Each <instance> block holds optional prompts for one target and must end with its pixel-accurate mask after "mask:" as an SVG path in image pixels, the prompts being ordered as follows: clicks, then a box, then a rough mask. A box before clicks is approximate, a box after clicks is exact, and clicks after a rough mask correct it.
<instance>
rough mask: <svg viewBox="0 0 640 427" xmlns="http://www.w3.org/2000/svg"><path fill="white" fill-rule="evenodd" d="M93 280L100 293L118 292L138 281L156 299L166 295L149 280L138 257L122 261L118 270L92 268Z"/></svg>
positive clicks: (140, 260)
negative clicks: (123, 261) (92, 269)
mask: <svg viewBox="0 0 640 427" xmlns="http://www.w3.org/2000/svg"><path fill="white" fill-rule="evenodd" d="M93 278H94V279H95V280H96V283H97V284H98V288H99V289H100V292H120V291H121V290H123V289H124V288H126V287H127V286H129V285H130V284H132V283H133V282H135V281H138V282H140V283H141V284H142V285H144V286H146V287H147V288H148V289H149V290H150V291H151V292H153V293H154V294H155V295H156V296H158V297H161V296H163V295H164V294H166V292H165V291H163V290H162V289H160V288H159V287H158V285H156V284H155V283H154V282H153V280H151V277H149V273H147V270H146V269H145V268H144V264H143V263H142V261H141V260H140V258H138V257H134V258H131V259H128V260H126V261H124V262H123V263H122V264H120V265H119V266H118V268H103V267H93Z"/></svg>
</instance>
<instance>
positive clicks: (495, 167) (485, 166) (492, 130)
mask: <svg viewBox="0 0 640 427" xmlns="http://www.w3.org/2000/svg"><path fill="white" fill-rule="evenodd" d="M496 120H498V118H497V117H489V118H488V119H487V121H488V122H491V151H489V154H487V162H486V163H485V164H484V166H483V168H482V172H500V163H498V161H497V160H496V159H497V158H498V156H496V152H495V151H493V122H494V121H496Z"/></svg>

What to do. Everything from the line that contains "</instance>" through the final line of the listing is to be restated word for word, and nothing more.

Expected answer.
</instance>
<instance>
positive clicks: (495, 167) (485, 166) (492, 130)
mask: <svg viewBox="0 0 640 427" xmlns="http://www.w3.org/2000/svg"><path fill="white" fill-rule="evenodd" d="M496 120H498V118H497V117H489V118H488V119H487V121H488V122H491V151H489V154H487V162H486V163H485V164H484V166H483V168H482V172H500V163H498V161H497V160H496V159H497V158H498V156H496V152H495V151H493V122H494V121H496Z"/></svg>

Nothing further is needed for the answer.